-------- RECORDS PROVIDED --------

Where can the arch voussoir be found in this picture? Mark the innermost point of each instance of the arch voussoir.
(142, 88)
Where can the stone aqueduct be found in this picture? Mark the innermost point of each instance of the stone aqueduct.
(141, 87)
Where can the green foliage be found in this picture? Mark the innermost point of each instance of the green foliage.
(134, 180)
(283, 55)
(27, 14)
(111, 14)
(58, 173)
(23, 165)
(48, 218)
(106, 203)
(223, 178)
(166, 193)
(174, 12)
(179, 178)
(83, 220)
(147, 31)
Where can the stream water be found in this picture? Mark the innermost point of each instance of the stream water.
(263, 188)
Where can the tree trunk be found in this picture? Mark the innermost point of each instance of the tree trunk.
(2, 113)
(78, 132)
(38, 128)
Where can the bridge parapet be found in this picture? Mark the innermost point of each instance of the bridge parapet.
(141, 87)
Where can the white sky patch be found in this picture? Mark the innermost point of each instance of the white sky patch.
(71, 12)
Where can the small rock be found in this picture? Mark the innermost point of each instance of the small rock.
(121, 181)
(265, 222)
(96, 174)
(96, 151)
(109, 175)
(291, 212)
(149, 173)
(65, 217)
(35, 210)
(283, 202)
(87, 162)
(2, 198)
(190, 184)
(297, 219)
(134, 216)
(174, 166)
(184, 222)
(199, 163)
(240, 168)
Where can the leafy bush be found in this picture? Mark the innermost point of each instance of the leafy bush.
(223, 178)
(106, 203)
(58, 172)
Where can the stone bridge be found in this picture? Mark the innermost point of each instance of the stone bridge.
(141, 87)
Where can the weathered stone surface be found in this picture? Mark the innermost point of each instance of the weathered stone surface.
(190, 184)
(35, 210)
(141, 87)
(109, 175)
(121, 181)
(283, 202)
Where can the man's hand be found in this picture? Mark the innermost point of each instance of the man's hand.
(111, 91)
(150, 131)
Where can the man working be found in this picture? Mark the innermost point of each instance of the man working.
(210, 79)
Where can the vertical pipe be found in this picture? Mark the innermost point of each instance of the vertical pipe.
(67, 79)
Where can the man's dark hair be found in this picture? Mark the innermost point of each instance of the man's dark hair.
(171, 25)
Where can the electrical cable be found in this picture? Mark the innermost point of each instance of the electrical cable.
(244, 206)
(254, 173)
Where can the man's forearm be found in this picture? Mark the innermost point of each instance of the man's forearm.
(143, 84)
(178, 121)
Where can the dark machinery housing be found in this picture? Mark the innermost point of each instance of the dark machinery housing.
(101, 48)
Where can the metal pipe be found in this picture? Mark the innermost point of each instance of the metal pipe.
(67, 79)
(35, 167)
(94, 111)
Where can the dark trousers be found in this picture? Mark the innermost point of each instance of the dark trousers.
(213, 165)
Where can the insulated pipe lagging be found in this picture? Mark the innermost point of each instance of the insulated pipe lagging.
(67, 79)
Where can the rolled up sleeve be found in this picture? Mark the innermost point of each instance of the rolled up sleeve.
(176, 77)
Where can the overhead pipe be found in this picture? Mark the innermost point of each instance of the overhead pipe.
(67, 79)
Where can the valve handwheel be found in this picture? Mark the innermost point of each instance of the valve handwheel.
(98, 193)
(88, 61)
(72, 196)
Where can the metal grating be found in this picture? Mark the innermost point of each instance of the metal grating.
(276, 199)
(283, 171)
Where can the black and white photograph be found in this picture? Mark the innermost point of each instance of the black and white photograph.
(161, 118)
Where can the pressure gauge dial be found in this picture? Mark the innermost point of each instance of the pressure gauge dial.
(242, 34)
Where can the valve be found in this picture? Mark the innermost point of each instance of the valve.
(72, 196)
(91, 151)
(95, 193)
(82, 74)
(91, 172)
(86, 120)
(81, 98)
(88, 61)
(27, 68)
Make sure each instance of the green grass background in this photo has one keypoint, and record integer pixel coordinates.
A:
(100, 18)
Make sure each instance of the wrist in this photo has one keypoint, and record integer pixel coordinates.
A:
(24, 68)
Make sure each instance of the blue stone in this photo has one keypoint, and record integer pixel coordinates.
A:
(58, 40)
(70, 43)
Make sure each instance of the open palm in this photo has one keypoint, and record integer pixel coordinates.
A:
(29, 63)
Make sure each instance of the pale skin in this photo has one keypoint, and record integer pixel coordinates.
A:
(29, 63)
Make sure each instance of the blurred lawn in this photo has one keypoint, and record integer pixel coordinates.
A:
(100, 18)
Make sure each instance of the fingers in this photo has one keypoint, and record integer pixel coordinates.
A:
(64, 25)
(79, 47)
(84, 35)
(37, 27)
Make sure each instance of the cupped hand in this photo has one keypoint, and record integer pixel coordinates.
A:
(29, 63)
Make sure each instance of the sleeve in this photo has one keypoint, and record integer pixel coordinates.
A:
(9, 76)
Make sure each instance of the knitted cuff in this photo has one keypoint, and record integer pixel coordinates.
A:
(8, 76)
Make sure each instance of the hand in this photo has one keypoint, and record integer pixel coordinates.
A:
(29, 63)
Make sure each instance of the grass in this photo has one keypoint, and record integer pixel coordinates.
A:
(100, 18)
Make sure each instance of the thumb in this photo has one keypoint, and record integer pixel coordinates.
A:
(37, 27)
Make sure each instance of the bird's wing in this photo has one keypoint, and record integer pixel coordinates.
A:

--------

▶ [EXERCISE PROMPT]
Copy the entries above again word for word, all of them, with nothing changed.

▶ [TASK RESPONSE]
Where can the arch voussoir be found in this picture? Mark the innermost point of each instance of the arch voussoir.
(142, 88)
Where can the stone aqueduct be found in this picture? Mark the innermost point of each instance of the stone aqueduct.
(141, 87)
Where can the green foliage be found in this picture? Mark the innermost point of each instance of the green foliage.
(134, 180)
(283, 55)
(27, 14)
(111, 14)
(58, 173)
(23, 165)
(48, 218)
(106, 203)
(223, 178)
(166, 193)
(174, 12)
(179, 178)
(83, 220)
(147, 31)
Where can the stream water be found in this picture? Mark the innermost point of each instance of the stream water.
(263, 188)
Where can the tree trunk be found in this picture? Mark the innermost point of each instance of the tree trunk.
(2, 113)
(78, 132)
(38, 128)
Where can the bridge parapet be found in this picture? Mark the innermost point of each instance of the bridge parapet.
(141, 87)
Where can the white sky patch be found in this picture? Mark the innermost point of each instance of the white sky patch.
(71, 12)
Where can the small rock be found in this picture? Mark the innermost point of each instance of the small rock.
(121, 181)
(265, 222)
(96, 174)
(96, 151)
(109, 175)
(291, 212)
(149, 173)
(65, 217)
(35, 210)
(283, 202)
(87, 162)
(2, 198)
(190, 184)
(297, 219)
(134, 216)
(174, 166)
(184, 222)
(199, 163)
(240, 168)
Where can the leafy bush be found in this picture? Mark the innermost point of each instance of the leafy bush.
(223, 178)
(106, 203)
(58, 172)
Where can the stone bridge be found in this picture? Mark the innermost point of each instance of the stone bridge.
(141, 87)
Where can the weathered stone surface be found in this picture? Mark the innermost point of each instance of the weathered stone surface.
(190, 184)
(35, 210)
(141, 87)
(109, 175)
(121, 181)
(283, 202)
Where can the man's hand be found in this picture? Mark the innermost point of each instance of the man's hand.
(111, 91)
(150, 131)
Where can the man working be found in this picture? Mark the innermost point of each instance of the man working.
(210, 79)
Where can the vertical pipe be found in this picture? Mark the innermost point of each instance of the vertical pipe.
(67, 79)
Where can the man's dark hair be found in this picture? Mark the innermost point of each instance of the man's dark hair.
(171, 25)
Where can the electrical cable be found in this picture? Mark the innermost point of each instance of the electrical cable.
(244, 206)
(254, 173)
Where can the man's forearm be found in this picture? Mark the innermost point of each instance of the man's forearm.
(143, 84)
(178, 121)
Where can the dark machinery housing be found in this picture? Mark the innermost point of each instance of the dark machinery housing.
(101, 48)
Where can the metal pipe be found in this picture? Mark the innermost point of each instance of the metal pipe.
(67, 79)
(35, 167)
(94, 111)
Where can the dark trousers be found in this picture? Mark the innermost point of each instance of the dark trousers.
(213, 165)
Where can the insulated pipe lagging be found in this picture? Mark the innermost point of each instance of the insulated pipe lagging.
(67, 79)
Where can the rolled up sleeve be found in this picture? Mark the innermost point of each instance of the rolled up sleeve.
(176, 77)
Where can the overhead pipe be found in this picture? Mark the innermost point of each instance of the overhead pipe.
(67, 79)
Where can the valve handwheel be found in this picture? Mark the innermost point of each instance of the valve handwheel.
(98, 193)
(88, 61)
(72, 196)
Where can the metal grating be found in this picture? Mark the innermost point of each instance of the metal grating.
(276, 199)
(283, 171)
Where can the black and white photograph be found in this picture? Mark the innermost point of each instance of the black and white photograph.
(161, 118)
Where can the pressure gauge dial be found in this picture? Mark the innermost point of each instance of the pressure gauge dial.
(242, 34)
Where can the valve be found in this picture? Mark the innermost point of each instance of the valve.
(72, 196)
(91, 151)
(95, 193)
(82, 74)
(91, 172)
(86, 120)
(81, 98)
(88, 61)
(27, 68)
Make sure each instance of the green grass background in this photo has one keypoint, and record integer pixel coordinates.
A:
(100, 18)
Make sure each instance of the wrist in this photo has one keypoint, and record integer pixel coordinates.
A:
(24, 68)
Make sure each instance of the blue stone in this photo has one keypoint, and record integer pixel coordinates.
A:
(58, 40)
(70, 43)
Make sure each instance of the open palm in this photo has one keypoint, and record integer pixel coordinates.
A:
(29, 63)
Make sure each instance of the pale skin in this photo has one keypoint, and record integer pixel coordinates.
A:
(29, 63)
Make sure each instance of the blurred lawn in this photo has one keypoint, and record integer pixel coordinates.
A:
(100, 18)
Make sure each instance of the fingers in this photo has one keypoint, and record integer pixel coordinates.
A:
(64, 25)
(79, 47)
(84, 35)
(37, 27)
Make sure each instance of the cupped hand in this photo has one keypoint, and record integer pixel coordinates.
A:
(29, 63)
Make sure each instance of the sleeve in this photo has one keypoint, and record integer pixel coordinates.
A:
(9, 76)
Make sure each instance of the knitted cuff in this photo has one keypoint, and record integer pixel coordinates.
A:
(8, 76)
Make sure each instance of the hand in this photo has one keypoint, and record integer pixel coordinates.
A:
(29, 63)
Make sure each instance of the grass in this photo has one keypoint, and record integer pixel coordinates.
A:
(100, 18)
Make sure each instance of the thumb in this photo has one keypoint, and record integer pixel coordinates.
A:
(37, 27)
Make sure each instance of the bird's wing in this photo has one keypoint, and record integer pixel coordinates.
A:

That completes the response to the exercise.